* [WHAT YOU NEED TO DO]:
(1) In the circuit breaker article, how many requests per day do the services running the team's circuit breaker handle?
(2) Reproduce part of the circuit breaker article word for word, starting with "Circuit Breaker: Your" and going on through "and automatically recover.".
(3) Write what comes next in the circuit breaker article, picking up right after the point where it stops.

* [PAGE TEXT]:
□ □ □ □ □
I've seen this pattern kill entire platforms. The worst part? Your monitoring shows all services are "up" - they're just not responding.

Circuit Breaker: Your System's Safety Valve#

The Circuit Breaker pattern acts like an electrical circuit breaker in your house. When things go wrong, it trips, preventing damage from spreading. But unlike your home's breaker, this one is smart - it can test if the problem is fixed and automatically recover.

The Three States#

TypeScript

enum CircuitState {
  CLOSED = 'CLOSED',     // Normal operation, requests flow through
  OPEN = 'OPEN',         // Circuit tripped, requests fail immediately
  HALF_OPEN = 'HALF_OPEN' // Testing if service recovered
}

Think of it like a bouncer at a club:

CLOSED: "Come on in, everything's fine"
OPEN: "Nobody gets in, there's a problem inside"
HALF_OPEN: "Let me check with one person if it's safe now"

Real Implementation: What Actually Works#

Here's the circuit breaker we built after our incident. It's battle-tested across 40+ services handling 2M requests/day:

TypeScript

interface CircuitBreakerConfig {
  failureThreshold: number;      // Failures before opening
  successThreshold: number;       // Successes to close from half-open
  timeout: number;               // Request timeout in ms
  resetTimeout: number;          // Time before trying half-open
  volumeThreshold: number;       // Min requests before evaluating
  errorThresholdPercentage: number; // Error % to trip
}

class CircuitBreaker<T> {
  private state: CircuitState = CircuitState.CLOSED;
  private failureCount = 0;
  private successCount = 0;
  private lastFailureTime?: Date;
  private requestCount = 0;
  private errorCount = 0;
  private window = new RollingWindow(10000); // 10 second window

  constructor(
    private readonly config: CircuitBreakerConfig,
    private readonly protectedFunction: () => Promise<T>
  ) {}

  async execute(): Promise<T> {
    // Check if we should attempt half-open
    if (this.state === CircuitState.OPEN) {
      if (this.shouldAttemptReset()) {
        this.state = CircuitState.HALF_OPEN;
      } else {
        throw new CircuitOpenError('Circuit breaker is OPEN');
      }
    }

    try {
      const result = await this.executeWithTimeout();
      this.onSuccess();
      return result;
    } catch (error) {
      this.onFailure();
      throw error;
    }
  }

  private async executeWithTimeout(): Promise<T> {
    return Promise.race([
      this.protectedFunction(),
      new Promise<T>((_, reject) =>
        setTimeout(() => reject(new TimeoutError()), this.config.timeout)
      )
□ □ □ □ □
* [DATASET SECTION]:

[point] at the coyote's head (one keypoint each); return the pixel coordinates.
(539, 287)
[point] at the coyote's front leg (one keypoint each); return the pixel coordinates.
□ □ □ □ □
* [RESULTS OF THE TASKS]:
(1) 2M requests/day

(2)
Circuit Breaker: Your System's Safety Valve#

The Circuit Breaker pattern acts like an electrical circuit breaker in your house. When things go wrong, it trips, preventing damage from spreading. But unlike your home's breaker, this one is smart - it can test if the problem is fixed and automatically recover.

(3)
    ]);
  }

  private onSuccess(): void {
    this.failureCount = 0;
    this.window.recordSuccess();

    if (this.state === CircuitState.HALF_OPEN) {
      this.successCount++;
      if (this.successCount >= this.config.successThreshold) {
        this.state = CircuitState.CLOSED;
        this.successCount = 0;
      }
    }
  }

  private onFailure(): void {
    this.failureCount++;
    this.lastFailureTime = new Date();
    this.window.recordFailure();

    if (this.state === CircuitState.HALF_OPEN) {
      this.state = CircuitState.OPEN;
      this.successCount = 0;
      return;
    }

    // Check both absolute and percentage thresholds
    const stats = this.window.getStats();
    if (stats.totalRequests >= this.config.volumeThreshold) {
      const errorRate = (stats.failures / stats.totalRequests) * 100;
      if (errorRate >= this.config.errorThresholdPercentage ||
          this.failureCount >= this.config.failureThreshold) {
        this.state = CircuitState.OPEN;
      }
    }
  }

  private shouldAttemptReset(): boolean {
    return this.lastFailureTime &&
      Date.now() - this.lastFailureTime.getTime() >= this.config.resetTimeout;
  }
}

Lessons from Production: What the Tutorials Don't Tell You#

1. Timeout is Your Most Important Setting#

After analyzing 6 months of incidents, 73% were caused by slow responses, not complete failures. Set your timeout aggressively:

TypeScript

const config = {
  timeout: 3000,  // 3 seconds - our P99 is 1.2s, so this catches problems
  // NOT 30000!   // This killed us. Waiting 30s = thread exhaustion
};

Real numbers from our payment service:

Normal P50: 180ms
Normal P99: 1.2s
Circuit breaker timeout: 3s
Result: 94% reduction in cascading failures

2. The Half-Open State Gotcha#

Early on, we'd trip to half-open, send one request, succeed, close the circuit, then immediately fail again with full traffic. The fix: require multiple successes before closing.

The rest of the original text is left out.